# Always making too much rice



## inchrisin (Jan 1, 2012)

I recently bought a 25# bag of rice thinking I'll try to get more in my diet.  I have a cheap rice cooker that can make about 3 cups at a time.  I eat about a fist-sized portion for dinner and throw 2 cups away each time I make rice.

Does anyone know a recipe for day old rice that can be reheated for a side or made into an entree?

Thanks!


----------



## PrincessFiona60 (Jan 1, 2012)

Only put 1/2 cup of rice in the cooker with 1 cup of water.  That should give you your rice for the day.


----------



## Andy M. (Jan 1, 2012)

If you can't cook a meal-sized portion in the rice cooker, learn how to cook the amount you will eat in a saucepan.


----------



## inchrisin (Jan 1, 2012)

It takes 25 min to cook rice in that thing.  It takes several hours of soaking to get that pot clean too.  Surely this doesn't have to be a daily thing for me.


----------



## Barbara L (Jan 1, 2012)

Refrigerate leftover rice. Reheat by putting it in a strainer and pouring boiling water over it. Or reheat by adding to a dish, such as Spanish Rice.


----------



## Andy M. (Jan 1, 2012)

inchrisin said:


> It takes 25 min to cook rice in that thing.  It takes several hours of soaking to get that pot clean too.  Surely this doesn't have to be a daily thing for me.




Time to learn to cook rice in a pan-a method in practice long before the arrival of rice cookers.


----------



## Robo410 (Jan 1, 2012)

Rice keeps in the fridge several days, and it freezes well too. Make fried rice, add to a stir fry or a soup.


----------



## Greg Who Cooks (Jan 2, 2012)

Make fried rice!!! Seriously, to make Chinese fried rice the first step is to steam some rice. Then heat a small amount of oil in a wok or other similar pan and add the rice, toss it with a spoon until it's heated through and slightly browned. For Asian style you can then add some soy sauce and vegetables and/or meat (cooked chicken, pork, beef or shrimp).

Just google fried rice recipes for a million recipes. I'd rather eat fried rice than steamed rice almost any day! It's also a really good way to reuse left over rice.


----------



## Whiskadoodle (Jan 2, 2012)

Make rice pudding.    You can reheat it easily for breakfast. Like oatmeal with milk and brown sugar.   Set it in little piles and bake chicken breasts over it like a stuffing.  Stir in some onion or whatever before baking. 

Some fast food restaurant, I think Chipotle,  stuffs their burritos with rice.  I think that's cheating to make the burritos appear bigger.  But at home,  I think it sounds fine to me.  

I have never used a rice cooker,  and I make brown rice and several kinds of white rice.


----------



## Addie (Jan 2, 2012)

[Pointing dataset records]
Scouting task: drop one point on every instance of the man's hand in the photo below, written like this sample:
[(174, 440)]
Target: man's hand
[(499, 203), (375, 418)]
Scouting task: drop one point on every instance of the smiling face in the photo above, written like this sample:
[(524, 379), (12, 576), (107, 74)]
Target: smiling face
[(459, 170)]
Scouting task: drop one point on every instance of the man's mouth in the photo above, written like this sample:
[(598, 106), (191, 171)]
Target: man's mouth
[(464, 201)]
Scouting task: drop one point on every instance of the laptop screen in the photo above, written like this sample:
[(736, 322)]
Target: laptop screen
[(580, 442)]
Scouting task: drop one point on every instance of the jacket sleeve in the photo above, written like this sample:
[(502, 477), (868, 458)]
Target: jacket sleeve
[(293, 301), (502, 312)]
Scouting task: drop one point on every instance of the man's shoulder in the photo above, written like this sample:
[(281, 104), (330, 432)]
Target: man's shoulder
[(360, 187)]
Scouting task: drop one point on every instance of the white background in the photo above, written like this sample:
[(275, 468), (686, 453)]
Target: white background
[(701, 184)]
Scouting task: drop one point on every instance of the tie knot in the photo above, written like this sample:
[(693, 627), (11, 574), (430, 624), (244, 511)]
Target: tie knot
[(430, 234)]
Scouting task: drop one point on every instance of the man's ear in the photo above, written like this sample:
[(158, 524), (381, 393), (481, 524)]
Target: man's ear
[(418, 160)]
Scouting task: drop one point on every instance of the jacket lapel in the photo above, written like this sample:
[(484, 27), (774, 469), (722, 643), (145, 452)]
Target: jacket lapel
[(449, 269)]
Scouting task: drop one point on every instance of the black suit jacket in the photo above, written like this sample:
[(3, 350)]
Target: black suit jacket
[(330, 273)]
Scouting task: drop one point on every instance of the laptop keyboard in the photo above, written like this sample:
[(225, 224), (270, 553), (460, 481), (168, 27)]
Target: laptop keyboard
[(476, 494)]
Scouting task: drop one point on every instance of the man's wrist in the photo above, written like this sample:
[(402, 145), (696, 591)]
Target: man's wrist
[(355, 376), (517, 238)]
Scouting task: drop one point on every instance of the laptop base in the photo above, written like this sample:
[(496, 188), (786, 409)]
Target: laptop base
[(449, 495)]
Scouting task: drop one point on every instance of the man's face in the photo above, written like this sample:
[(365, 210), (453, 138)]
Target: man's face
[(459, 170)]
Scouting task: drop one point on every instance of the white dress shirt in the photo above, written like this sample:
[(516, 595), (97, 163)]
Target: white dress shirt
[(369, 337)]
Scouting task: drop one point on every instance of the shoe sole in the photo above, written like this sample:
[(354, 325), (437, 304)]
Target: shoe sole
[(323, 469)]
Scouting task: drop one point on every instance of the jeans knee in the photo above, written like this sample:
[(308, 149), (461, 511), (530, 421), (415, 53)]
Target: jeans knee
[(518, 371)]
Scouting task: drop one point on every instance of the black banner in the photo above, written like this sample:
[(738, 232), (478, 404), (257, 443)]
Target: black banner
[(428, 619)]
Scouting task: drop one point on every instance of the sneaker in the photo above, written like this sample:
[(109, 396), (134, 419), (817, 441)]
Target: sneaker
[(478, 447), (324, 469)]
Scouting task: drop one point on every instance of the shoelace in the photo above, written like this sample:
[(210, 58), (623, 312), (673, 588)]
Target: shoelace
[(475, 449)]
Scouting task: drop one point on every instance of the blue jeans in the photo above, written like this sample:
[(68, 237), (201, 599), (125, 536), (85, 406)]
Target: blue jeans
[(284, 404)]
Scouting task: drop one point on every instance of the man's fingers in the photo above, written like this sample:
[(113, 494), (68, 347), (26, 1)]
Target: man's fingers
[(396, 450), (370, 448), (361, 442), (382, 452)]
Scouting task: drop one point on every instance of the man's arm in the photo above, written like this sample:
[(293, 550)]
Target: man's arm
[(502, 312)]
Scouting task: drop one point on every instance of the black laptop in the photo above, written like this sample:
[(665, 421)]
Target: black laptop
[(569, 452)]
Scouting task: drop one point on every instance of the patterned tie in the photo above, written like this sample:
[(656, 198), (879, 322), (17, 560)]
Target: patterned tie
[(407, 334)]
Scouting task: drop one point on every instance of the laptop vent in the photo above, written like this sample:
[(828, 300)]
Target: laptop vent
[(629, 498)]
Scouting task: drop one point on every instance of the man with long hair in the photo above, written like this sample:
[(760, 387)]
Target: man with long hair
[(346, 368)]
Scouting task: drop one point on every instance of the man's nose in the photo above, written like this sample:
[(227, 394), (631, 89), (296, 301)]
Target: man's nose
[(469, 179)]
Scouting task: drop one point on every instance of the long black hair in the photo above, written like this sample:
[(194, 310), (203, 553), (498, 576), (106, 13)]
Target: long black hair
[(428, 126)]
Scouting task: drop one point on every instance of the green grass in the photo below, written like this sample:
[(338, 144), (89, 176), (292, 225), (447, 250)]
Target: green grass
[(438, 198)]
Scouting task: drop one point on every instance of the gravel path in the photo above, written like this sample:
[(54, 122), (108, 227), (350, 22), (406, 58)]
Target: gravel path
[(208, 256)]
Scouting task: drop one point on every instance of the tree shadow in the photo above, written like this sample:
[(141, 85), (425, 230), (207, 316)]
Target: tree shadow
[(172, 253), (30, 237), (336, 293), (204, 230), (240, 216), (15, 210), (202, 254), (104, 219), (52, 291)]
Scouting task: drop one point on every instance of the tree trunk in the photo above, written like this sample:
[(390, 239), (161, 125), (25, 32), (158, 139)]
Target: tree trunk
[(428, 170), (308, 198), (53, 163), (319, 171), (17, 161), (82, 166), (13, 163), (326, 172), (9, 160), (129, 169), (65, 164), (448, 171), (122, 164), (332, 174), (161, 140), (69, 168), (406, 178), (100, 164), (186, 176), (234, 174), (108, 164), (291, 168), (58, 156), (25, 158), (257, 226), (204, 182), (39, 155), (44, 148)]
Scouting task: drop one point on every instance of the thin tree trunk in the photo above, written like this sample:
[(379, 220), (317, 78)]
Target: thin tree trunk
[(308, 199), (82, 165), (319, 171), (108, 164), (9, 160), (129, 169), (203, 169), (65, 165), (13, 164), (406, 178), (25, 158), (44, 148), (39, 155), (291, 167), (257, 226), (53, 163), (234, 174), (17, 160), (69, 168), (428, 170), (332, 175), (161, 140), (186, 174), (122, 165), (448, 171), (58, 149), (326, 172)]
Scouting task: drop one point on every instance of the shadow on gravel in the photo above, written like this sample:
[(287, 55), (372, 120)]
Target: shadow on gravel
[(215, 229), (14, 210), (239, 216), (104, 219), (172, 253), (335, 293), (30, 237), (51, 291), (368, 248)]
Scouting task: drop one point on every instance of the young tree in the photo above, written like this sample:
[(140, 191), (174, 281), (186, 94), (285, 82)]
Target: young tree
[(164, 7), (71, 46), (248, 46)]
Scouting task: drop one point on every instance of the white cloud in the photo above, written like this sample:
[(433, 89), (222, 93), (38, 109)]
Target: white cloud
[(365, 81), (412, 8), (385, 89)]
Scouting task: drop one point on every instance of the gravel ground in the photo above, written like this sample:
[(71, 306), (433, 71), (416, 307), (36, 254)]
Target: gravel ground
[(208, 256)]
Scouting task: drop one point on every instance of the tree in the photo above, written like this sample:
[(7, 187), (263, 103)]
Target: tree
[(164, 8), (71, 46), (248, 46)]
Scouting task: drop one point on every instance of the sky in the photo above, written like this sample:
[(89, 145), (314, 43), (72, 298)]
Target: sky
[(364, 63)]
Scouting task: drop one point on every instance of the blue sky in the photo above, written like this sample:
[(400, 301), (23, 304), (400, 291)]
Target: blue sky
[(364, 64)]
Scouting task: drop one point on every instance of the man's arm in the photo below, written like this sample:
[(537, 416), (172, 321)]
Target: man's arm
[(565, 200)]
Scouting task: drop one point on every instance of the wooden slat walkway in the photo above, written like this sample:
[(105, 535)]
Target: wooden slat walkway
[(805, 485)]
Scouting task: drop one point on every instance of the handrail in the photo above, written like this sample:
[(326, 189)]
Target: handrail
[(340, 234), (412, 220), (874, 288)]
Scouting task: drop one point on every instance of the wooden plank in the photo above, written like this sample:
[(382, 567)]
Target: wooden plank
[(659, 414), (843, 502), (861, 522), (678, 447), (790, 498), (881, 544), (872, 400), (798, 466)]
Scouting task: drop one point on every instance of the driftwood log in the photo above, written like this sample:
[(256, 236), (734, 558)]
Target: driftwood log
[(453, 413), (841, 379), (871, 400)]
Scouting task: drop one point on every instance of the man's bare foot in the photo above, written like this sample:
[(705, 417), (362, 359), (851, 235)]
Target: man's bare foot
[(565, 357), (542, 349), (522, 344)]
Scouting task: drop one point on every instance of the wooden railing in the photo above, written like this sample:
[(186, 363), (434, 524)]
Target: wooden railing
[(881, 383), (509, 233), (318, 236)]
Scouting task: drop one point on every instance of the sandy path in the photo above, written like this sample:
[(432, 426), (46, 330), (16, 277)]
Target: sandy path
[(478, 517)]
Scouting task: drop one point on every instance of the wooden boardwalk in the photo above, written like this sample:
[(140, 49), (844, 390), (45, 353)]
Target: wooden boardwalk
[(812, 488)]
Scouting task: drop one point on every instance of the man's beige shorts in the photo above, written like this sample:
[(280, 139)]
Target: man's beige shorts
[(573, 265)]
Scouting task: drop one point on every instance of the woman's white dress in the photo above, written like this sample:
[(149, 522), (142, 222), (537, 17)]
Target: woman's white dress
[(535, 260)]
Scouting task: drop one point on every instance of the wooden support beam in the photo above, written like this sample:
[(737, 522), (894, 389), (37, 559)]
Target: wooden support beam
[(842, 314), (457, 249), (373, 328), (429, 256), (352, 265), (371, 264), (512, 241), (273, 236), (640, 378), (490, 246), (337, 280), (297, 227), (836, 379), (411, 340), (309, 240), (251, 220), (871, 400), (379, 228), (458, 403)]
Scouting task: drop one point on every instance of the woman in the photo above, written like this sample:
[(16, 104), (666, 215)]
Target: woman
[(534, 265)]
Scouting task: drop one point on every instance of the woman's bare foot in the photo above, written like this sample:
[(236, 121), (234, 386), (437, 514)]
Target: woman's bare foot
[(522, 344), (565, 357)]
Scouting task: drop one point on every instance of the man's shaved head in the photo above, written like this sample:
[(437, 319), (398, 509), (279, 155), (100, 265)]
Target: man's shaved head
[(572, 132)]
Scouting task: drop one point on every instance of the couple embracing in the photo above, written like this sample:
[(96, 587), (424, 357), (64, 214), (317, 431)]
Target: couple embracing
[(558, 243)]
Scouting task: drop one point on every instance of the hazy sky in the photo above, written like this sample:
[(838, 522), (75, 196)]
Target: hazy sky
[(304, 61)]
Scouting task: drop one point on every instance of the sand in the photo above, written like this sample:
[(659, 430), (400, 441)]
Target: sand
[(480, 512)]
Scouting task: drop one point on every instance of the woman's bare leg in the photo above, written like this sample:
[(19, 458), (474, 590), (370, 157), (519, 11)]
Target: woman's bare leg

**Exercise set**
**A)** In the forum thread about making too much rice, how does Barbara L suggest reheating leftover rice in a strainer?
**B)** Continue the forum thread about making too much rice from the point where it stops.

**In response**
**A)** Put the rice in a strainer and pour boiling water over it.

**B)**
Cooking rice in a saucepan is so easy. Get rid of the rice cooker and cut your electric bill down. A half of cup of rice calls for one cup of water. The ratio is always two to one. But depending how cooked you like your rice, I would add another quarter cup of water. That amount of water will give you some room for error when you first start. And it only takes at most 20 minutes to cook that amount. Bring to a boil and then lower the heat to a simmer. Cover. Do not lift the cover for the first 15 minutes. You lose a lot of heat and steam when you do. Do not stir it until it is done. You can season it right in the pot by adding a bullion cube and a pat of butter at the begining. They will be absorbed by the rice. Fluff with a fork when it is done.


----------



## Steve Kroll (Jan 2, 2012)

I don't mind having leftover rice. In fact, I sometimes make extra just to have leftovers. It can be used for a lot of things. Besides fried rice, which has been mentioned, you can also blend it with vegetables or ground beef to make a stuffing for bell peppers or cabbage rolls. Or blend it with a can of black beans for a tasty side dish. Or use it to make rice pudding. It's a very versatile ingredient.


----------



## Zereh (Jan 2, 2012)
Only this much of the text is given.